• [Records]:
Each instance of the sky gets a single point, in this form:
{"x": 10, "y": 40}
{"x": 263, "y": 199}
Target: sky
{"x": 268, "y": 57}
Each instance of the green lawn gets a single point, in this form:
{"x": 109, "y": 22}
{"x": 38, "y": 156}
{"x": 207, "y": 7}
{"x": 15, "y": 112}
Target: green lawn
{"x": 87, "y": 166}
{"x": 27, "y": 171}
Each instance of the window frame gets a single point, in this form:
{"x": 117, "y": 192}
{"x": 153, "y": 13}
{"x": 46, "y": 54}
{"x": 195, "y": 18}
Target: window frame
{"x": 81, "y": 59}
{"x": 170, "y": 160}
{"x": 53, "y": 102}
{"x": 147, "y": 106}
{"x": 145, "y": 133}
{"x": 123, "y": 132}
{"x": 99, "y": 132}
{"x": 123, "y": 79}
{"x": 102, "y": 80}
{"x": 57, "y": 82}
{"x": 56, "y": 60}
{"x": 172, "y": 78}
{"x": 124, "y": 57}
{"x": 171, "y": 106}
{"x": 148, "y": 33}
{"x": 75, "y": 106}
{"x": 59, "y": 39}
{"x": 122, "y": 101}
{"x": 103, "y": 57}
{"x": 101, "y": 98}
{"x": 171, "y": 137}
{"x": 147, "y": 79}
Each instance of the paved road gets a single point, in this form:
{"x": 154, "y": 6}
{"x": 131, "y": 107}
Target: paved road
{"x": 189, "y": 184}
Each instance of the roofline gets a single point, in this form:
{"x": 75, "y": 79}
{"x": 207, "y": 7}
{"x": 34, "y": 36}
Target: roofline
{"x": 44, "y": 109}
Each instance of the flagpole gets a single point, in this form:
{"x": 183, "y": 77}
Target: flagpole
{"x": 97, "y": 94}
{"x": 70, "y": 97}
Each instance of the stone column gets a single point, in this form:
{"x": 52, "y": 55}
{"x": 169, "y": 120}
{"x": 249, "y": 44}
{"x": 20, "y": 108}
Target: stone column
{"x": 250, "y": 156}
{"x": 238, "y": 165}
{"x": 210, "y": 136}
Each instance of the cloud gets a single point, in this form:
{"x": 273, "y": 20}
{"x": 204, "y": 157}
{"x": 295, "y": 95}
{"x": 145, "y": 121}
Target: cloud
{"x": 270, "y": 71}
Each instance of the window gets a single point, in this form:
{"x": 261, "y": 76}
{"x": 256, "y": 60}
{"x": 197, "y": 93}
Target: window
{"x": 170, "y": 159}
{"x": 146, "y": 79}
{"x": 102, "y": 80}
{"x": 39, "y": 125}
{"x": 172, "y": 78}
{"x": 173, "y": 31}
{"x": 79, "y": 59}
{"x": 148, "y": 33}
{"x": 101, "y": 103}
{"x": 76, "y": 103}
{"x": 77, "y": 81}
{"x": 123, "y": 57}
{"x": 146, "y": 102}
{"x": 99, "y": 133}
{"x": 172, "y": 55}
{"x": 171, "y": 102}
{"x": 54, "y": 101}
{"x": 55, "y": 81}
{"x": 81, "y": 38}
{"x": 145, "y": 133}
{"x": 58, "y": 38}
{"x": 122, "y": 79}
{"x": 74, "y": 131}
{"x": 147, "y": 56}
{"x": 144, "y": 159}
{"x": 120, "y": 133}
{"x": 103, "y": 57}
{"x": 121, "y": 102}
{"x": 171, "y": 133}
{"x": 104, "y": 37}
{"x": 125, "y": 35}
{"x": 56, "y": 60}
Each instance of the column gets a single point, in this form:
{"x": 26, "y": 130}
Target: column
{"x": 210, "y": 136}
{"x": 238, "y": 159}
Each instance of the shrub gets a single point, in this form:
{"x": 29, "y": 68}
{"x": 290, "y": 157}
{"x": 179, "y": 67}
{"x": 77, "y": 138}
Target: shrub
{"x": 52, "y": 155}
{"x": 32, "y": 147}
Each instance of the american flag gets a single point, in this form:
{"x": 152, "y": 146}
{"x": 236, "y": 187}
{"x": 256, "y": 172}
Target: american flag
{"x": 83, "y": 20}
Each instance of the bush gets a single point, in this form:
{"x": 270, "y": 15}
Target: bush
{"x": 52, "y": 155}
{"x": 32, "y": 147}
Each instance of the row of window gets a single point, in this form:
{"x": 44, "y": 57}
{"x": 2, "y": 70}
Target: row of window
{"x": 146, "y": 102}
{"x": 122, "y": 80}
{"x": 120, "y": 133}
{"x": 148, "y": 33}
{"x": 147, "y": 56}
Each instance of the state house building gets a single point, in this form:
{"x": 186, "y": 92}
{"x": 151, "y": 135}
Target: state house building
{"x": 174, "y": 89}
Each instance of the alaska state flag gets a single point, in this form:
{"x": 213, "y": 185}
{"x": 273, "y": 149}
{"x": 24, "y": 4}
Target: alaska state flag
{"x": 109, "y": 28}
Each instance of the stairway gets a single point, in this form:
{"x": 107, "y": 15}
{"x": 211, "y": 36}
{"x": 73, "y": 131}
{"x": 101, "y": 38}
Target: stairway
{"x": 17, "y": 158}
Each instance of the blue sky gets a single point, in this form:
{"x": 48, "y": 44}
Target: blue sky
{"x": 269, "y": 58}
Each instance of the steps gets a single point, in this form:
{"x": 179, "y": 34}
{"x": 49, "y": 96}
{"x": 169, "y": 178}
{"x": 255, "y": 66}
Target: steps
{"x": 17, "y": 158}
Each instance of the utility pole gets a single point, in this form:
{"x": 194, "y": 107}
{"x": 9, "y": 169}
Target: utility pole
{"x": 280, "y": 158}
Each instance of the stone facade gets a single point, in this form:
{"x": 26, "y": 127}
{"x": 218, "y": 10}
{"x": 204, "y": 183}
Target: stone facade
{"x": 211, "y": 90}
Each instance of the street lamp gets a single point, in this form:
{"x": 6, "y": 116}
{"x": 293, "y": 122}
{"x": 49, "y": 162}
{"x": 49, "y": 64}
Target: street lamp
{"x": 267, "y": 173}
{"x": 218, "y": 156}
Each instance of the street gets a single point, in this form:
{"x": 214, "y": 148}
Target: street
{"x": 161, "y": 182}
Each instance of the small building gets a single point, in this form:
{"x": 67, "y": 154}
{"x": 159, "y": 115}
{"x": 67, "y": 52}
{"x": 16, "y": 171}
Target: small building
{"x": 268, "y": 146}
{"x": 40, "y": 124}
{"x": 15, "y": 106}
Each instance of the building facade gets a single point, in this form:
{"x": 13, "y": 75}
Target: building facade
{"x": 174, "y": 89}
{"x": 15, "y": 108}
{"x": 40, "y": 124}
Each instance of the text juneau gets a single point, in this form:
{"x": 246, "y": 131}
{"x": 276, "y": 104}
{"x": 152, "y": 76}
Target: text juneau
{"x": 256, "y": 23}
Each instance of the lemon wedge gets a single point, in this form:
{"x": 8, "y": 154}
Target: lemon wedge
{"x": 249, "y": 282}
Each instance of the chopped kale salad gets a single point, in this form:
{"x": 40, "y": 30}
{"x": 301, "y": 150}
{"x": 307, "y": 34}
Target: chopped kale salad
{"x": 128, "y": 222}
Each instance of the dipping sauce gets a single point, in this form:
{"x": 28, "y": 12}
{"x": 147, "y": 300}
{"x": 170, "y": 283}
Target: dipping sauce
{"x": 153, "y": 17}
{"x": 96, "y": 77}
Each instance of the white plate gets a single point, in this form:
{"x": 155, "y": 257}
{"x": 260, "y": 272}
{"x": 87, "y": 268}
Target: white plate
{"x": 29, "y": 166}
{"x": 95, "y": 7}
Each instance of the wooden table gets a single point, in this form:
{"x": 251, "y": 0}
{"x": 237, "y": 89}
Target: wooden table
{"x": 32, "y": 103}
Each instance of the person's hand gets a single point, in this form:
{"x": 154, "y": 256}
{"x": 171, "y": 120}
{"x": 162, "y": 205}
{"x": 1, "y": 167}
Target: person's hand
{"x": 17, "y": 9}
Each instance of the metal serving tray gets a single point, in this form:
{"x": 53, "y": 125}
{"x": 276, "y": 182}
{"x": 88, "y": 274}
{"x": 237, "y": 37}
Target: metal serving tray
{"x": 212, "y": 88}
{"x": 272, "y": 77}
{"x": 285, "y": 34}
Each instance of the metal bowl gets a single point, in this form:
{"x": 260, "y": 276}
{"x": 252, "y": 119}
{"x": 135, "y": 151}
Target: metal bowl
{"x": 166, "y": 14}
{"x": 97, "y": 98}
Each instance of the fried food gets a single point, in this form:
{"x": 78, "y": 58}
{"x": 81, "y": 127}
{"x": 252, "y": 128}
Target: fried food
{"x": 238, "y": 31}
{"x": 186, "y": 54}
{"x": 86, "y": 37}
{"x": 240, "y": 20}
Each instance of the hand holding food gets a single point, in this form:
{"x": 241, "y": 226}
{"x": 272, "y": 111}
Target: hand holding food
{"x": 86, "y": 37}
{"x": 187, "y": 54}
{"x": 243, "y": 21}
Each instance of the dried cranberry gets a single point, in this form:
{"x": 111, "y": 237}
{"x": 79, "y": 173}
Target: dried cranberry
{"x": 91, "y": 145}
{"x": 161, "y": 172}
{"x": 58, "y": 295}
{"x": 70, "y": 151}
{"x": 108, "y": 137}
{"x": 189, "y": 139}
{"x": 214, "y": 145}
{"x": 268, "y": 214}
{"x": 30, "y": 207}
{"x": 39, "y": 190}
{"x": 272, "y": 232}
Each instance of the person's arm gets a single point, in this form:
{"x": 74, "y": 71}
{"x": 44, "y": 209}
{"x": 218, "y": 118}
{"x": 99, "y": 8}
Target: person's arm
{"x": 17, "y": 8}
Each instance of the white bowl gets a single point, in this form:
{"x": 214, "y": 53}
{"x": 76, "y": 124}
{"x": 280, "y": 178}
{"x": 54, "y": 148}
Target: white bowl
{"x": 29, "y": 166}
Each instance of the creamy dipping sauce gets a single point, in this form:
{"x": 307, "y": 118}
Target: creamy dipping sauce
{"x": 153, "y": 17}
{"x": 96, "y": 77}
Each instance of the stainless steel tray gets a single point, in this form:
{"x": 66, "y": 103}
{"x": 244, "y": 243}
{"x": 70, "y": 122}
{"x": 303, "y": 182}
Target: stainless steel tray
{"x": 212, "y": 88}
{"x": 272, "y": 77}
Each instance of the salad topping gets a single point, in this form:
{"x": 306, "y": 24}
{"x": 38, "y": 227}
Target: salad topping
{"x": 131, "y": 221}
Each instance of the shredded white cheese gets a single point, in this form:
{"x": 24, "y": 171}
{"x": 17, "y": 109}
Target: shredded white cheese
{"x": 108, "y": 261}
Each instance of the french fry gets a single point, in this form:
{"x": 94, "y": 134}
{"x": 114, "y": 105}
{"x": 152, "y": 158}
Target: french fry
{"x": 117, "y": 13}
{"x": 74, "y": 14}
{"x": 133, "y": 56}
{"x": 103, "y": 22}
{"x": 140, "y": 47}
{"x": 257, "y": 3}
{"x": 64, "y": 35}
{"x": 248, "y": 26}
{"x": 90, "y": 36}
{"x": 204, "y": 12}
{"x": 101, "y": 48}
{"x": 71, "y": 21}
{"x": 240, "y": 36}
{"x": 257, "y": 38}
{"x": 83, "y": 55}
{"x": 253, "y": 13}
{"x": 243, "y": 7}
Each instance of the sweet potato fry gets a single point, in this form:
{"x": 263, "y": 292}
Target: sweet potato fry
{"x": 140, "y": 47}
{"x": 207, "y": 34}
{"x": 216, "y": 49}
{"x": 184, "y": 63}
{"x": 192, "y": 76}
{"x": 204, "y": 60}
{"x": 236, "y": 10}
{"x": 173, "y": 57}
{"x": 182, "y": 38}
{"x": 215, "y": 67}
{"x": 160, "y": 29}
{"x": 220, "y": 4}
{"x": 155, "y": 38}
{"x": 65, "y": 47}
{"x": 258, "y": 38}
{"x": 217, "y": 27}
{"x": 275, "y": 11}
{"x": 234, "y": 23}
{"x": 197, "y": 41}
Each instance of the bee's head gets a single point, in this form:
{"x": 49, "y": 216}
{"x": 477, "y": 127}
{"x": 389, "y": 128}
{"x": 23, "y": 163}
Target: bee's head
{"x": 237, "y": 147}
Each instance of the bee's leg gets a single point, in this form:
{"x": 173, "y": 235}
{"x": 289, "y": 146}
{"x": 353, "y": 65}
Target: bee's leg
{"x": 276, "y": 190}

• [Goal of the exercise]:
Copy the stretch from the line containing "Each instance of the bee's leg" through the end of the listing, requests included, and increase every x and y coordinate in the answer points by 109. Leave the numbers in the requests unchanged.

• [The solution]:
Each instance of the bee's leg gets a single point, in this form:
{"x": 173, "y": 235}
{"x": 289, "y": 146}
{"x": 353, "y": 65}
Target: bee's leg
{"x": 385, "y": 299}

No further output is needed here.